INFORMATION
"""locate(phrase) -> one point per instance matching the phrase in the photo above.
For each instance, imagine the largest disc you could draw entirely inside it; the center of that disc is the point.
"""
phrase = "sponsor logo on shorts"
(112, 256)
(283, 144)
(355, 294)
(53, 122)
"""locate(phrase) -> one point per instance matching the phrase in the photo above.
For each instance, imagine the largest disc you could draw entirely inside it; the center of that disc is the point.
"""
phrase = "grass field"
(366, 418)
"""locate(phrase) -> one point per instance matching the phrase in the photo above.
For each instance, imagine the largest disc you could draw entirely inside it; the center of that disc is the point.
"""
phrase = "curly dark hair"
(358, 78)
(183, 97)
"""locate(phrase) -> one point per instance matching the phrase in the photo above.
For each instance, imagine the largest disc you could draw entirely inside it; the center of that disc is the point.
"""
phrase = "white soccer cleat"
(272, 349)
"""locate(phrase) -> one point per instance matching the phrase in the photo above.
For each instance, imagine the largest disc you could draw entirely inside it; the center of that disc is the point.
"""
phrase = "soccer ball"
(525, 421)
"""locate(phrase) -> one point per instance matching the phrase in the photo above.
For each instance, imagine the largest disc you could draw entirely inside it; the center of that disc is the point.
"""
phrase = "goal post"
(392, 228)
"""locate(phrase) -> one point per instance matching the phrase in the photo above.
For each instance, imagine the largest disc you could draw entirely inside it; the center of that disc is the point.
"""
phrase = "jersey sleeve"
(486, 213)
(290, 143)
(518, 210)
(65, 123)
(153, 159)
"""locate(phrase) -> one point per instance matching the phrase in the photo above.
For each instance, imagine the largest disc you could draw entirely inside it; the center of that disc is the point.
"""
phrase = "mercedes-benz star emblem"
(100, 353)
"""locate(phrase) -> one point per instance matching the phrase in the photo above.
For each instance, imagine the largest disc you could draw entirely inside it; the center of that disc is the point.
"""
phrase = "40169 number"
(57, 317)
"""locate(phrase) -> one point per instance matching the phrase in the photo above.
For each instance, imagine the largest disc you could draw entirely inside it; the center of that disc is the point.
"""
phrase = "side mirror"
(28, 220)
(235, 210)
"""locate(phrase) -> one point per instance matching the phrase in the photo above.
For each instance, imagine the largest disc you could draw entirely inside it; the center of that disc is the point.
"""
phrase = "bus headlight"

WHAT NEEDS TO BE DONE
Line by line, reproduce the material exactly.

ANSWER TO THIS PROBLEM
"""locate(phrase) -> one point per instance matching the phrase in the photo above.
For each instance, imagine the largest disc you could draw entirely inside it; the center of that disc is the point.
"""
phrase = "sponsor logo on shorts"
(112, 256)
(283, 144)
(355, 294)
(53, 122)
"""locate(phrase) -> one point per instance matching the phrase in the photo above.
For each instance, imagine the largest disc you could draw entirely inside it; the center of that disc is the point.
"""
phrase = "grass field"
(366, 418)
"""locate(phrase) -> one point per instance matching the phrase in the photo above.
For each instance, imagine the largest disc you could draw entirely inside it; the center of that disc is the point.
"""
phrase = "curly dark hair"
(358, 78)
(183, 97)
"""locate(phrase) -> one point per instance matching the phrase in the photo above.
For each instance, imagine the largest disc you could draw entirely inside it; the center of that disc is the point.
"""
phrase = "white soccer cleat"
(272, 349)
"""locate(phrase) -> one point per instance matching the phrase in the photo above.
For each instance, imagine the largest disc you could draw entirely inside it; the center of that disc is the point.
"""
phrase = "soccer ball"
(525, 421)
"""locate(phrase) -> one point per instance matching the phrase in the photo above.
For each instance, imagine the largest disc you could draw entirely inside it; the center of that disc is the point.
"""
phrase = "goal post"
(392, 228)
"""locate(phrase) -> one point per instance matching the phrase in the photo above.
For each instance, imagine the largest disc you could draw entirely inside it; the center of that disc is the point.
"""
phrase = "jersey sleeve"
(486, 213)
(290, 143)
(518, 210)
(65, 123)
(153, 159)
"""locate(phrase) -> one point per instance matching the phrase in the photo above.
For each instance, imagine the largest disc you could draw entirely inside it; the center of that disc is the point.
"""
phrase = "mercedes-benz star emblem"
(100, 353)
"""locate(phrase) -> one point per instance matching the phrase in the photo above.
For each instance, imagine the largest disc you could draw entirely inside it; the center of that disc is the point.
"""
phrase = "40169 number"
(57, 317)
"""locate(phrase) -> one point per instance matching the phrase in the photo above.
For each instance, imagine the largest disc you could draw entirely inside it; the center of that disc is the point.
"""
phrase = "side mirror"
(28, 220)
(235, 210)
"""locate(phrase) -> one point per instance matching the phrase in the photo above.
For each instance, imagine the largest disc you could draw entirely inside it; the center of that disc is the point.
"""
phrase = "bus headlight"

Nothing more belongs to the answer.